-------- GIVEN PASSAGE

At a glance
The 99th-percentile query duration over the recent window: the time below which 99 of every 100 queries complete, expressed in milliseconds. p99 is the tail-latency metric. The median (p50) tells you how the typical query behaves, but p99 tells you how your worst-served queries behave, which is where dashboards time out, ETL jobs stall, and downstream API calls breach their own SLAs. On ClickHouse, a healthy analytical p99 sits well under half a second for point and small-aggregate queries; a p99 above 500ms means the slowest 1% of queries are crossing into user-visible delay. This card flags amber at that threshold so a DBA sees tail regression before users start complaining.
| Data source | Percentile aggregation over system.query_log: SELECT quantile(0.99)(query_duration_ms) FROM system.query_log WHERE type = 'QueryFinish' AND event_time > now() - INTERVAL 5 MINUTE. Only finished queries are sampled. |
| What it tracks | The tail of the query-duration distribution for completed queries in the rolling window, not the average. One slow query in a hundred drives this number, which is the point. |
| Metric basis | query_duration_ms from the query log, the server-measured wall-clock duration of each query from parse to result. It excludes client-side network time but includes all server execution. |
| Why >500ms matters | At p99 above 500ms, the slowest 1% of queries are no longer instant. For an interactive dashboard issuing dozens of queries per page load, a p99 of 500ms means roughly every other page load contains at least one visibly slow panel. Tail latency compounds across fan-out workloads. |
| Time window | RT/5m (real-time, computed over the trailing five minutes and refreshed each dashboard cycle). |
| Alert trigger | >500ms. A p99 above 500ms sustained over the window flags the card amber and pages the on-call DBA. |
| Roles | dba, platform, sre |
Calculation
The engine computes the 99th percentile of query duration directly fromsystem.query_log, the table ClickHouse populates with one row per executed query:
type = 'QueryFinish' selects only queries that completed successfully; the log also holds QueryStart, ExceptionBeforeStart, and ExceptionWhileProcessing rows, and including those would either double-count or pollute the duration distribution with failed-query timings. The five-minute window keeps the percentile responsive to current conditions rather than smoothing over an hour of history.

----------------
-------- DATA EXTRACT

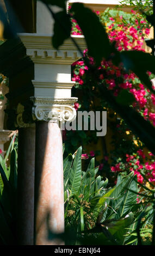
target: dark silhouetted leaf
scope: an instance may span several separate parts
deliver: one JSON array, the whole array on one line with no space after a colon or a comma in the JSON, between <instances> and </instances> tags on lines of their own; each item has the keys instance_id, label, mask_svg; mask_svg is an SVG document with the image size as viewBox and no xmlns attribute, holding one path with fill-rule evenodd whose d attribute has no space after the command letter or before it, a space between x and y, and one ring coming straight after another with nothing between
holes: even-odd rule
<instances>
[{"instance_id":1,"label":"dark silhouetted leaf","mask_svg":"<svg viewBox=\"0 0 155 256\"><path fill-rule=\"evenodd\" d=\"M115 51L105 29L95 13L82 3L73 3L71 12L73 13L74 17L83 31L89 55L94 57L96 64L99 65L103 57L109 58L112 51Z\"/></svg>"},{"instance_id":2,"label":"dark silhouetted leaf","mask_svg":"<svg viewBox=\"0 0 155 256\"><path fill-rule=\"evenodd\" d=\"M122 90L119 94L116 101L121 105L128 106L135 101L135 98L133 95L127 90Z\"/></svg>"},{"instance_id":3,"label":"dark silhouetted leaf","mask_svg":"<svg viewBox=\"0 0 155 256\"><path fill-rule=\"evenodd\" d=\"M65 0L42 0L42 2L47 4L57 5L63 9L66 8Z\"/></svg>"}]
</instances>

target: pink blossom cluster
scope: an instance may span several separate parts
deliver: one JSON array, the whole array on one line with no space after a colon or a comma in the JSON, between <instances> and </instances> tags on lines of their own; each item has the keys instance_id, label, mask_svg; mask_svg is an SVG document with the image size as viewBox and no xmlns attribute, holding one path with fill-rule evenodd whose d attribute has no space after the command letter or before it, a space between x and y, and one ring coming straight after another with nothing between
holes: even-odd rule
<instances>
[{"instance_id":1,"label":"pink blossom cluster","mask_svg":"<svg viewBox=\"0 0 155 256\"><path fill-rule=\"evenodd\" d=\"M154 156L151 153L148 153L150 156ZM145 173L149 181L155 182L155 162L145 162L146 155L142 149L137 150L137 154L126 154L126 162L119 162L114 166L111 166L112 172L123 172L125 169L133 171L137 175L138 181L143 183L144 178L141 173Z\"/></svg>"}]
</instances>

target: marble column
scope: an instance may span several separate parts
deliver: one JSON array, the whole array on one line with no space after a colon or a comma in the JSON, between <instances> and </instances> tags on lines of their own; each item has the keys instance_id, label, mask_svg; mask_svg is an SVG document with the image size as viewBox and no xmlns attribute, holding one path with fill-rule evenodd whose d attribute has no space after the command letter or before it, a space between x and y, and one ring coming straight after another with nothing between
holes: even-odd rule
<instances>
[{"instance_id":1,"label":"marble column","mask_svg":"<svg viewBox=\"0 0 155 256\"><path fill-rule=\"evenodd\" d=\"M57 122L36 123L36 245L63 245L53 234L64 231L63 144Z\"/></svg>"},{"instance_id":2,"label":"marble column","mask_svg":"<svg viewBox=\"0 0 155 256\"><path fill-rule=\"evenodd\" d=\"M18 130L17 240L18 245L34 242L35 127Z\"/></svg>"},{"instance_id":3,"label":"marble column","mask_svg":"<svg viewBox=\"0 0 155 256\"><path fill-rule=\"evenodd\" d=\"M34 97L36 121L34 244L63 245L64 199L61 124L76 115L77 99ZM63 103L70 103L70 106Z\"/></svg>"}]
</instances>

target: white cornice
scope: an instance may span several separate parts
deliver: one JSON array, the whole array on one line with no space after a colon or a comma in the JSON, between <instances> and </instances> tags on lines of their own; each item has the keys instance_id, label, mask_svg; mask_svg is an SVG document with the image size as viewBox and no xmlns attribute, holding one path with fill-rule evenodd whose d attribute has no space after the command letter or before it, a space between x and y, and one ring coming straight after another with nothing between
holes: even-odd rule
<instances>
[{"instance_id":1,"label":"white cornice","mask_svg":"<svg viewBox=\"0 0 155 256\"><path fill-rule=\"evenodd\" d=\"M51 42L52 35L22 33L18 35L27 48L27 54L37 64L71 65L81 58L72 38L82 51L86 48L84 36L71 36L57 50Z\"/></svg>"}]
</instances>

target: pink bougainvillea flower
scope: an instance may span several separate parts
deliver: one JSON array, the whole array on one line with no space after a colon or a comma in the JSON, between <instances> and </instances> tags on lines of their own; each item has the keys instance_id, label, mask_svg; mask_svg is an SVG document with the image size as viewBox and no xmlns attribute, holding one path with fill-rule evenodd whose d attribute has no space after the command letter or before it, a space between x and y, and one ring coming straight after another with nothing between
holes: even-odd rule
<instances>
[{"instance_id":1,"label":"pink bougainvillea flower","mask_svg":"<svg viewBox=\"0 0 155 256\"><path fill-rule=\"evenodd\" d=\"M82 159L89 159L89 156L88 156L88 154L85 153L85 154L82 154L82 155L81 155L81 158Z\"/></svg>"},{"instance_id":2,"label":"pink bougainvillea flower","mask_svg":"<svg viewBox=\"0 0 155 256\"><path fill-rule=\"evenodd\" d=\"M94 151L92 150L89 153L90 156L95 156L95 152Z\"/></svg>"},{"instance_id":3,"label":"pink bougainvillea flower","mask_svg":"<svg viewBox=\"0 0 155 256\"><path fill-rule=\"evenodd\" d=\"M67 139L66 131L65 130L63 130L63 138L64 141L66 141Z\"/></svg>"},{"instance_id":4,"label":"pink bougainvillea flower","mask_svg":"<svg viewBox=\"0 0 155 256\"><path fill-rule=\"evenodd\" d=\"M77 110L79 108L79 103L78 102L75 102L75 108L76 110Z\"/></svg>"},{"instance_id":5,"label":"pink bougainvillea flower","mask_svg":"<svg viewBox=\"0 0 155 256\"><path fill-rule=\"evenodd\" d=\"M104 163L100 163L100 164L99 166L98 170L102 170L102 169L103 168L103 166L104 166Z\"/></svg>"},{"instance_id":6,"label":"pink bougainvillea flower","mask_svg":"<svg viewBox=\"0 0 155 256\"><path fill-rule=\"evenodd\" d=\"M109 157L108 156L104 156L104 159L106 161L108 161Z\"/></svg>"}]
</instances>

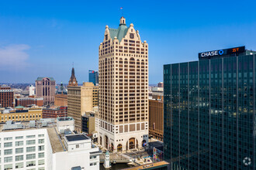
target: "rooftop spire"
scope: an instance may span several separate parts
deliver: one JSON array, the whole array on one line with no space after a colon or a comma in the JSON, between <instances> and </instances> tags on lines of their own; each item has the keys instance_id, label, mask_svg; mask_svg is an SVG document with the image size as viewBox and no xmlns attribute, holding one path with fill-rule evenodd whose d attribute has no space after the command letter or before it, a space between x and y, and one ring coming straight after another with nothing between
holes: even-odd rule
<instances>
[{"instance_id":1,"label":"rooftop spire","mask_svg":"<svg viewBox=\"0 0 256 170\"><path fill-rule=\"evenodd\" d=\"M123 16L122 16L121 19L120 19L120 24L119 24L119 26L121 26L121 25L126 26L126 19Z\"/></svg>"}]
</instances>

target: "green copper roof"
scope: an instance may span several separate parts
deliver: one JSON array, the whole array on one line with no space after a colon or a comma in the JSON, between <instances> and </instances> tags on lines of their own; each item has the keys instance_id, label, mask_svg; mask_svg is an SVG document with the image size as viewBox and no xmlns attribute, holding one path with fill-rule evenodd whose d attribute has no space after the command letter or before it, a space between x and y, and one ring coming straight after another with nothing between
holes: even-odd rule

----------------

▸ **GOAL**
Print the ClickHouse p99 query latency page above again, word for word and in full.

▸ **WRITTEN RESPONSE**
At a glance
The 99th-percentile query duration over the recent window: the time below which 99 of every 100 queries complete, expressed in milliseconds. p99 is the tail-latency metric. The median (p50) tells you how the typical query behaves, but p99 tells you how your worst-served queries behave, which is where dashboards time out, ETL jobs stall, and downstream API calls breach their own SLAs. On ClickHouse, a healthy analytical p99 sits well under half a second for point and small-aggregate queries; a p99 above 500ms means the slowest 1% of queries are crossing into user-visible delay. This card flags amber at that threshold so a DBA sees tail regression before users start complaining.
| Data source | Percentile aggregation over system.query_log: SELECT quantile(0.99)(query_duration_ms) FROM system.query_log WHERE type = 'QueryFinish' AND event_time > now() - INTERVAL 5 MINUTE. Only finished queries are sampled. |
| What it tracks | The tail of the query-duration distribution for completed queries in the rolling window, not the average. One slow query in a hundred drives this number, which is the point. |
| Metric basis | query_duration_ms from the query log, the server-measured wall-clock duration of each query from parse to result. It excludes client-side network time but includes all server execution. |
| Why >500ms matters | At p99 above 500ms, the slowest 1% of queries are no longer instant. For an interactive dashboard issuing dozens of queries per page load, a p99 of 500ms means roughly every other page load contains at least one visibly slow panel. Tail latency compounds across fan-out workloads. |
| Time window | RT/5m (real-time, computed over the trailing five minutes and refreshed each dashboard cycle). |
| Alert trigger | >500ms. A p99 above 500ms sustained over the window flags the card amber and pages the on-call DBA. |
| Roles | dba, platform, sre |
Calculation
The engine computes the 99th percentile of query duration directly fromsystem.query_log, the table ClickHouse populates with one row per executed query:
type = 'QueryFinish' selects only queries that completed successfully; the log also holds QueryStart, ExceptionBeforeStart, and ExceptionWhileProcessing rows, and including those would either double-count or pollute the duration distribution with failed-query timings. The five-minute window keeps the percentile responsive to current conditions rather than smoothing over an hour of history.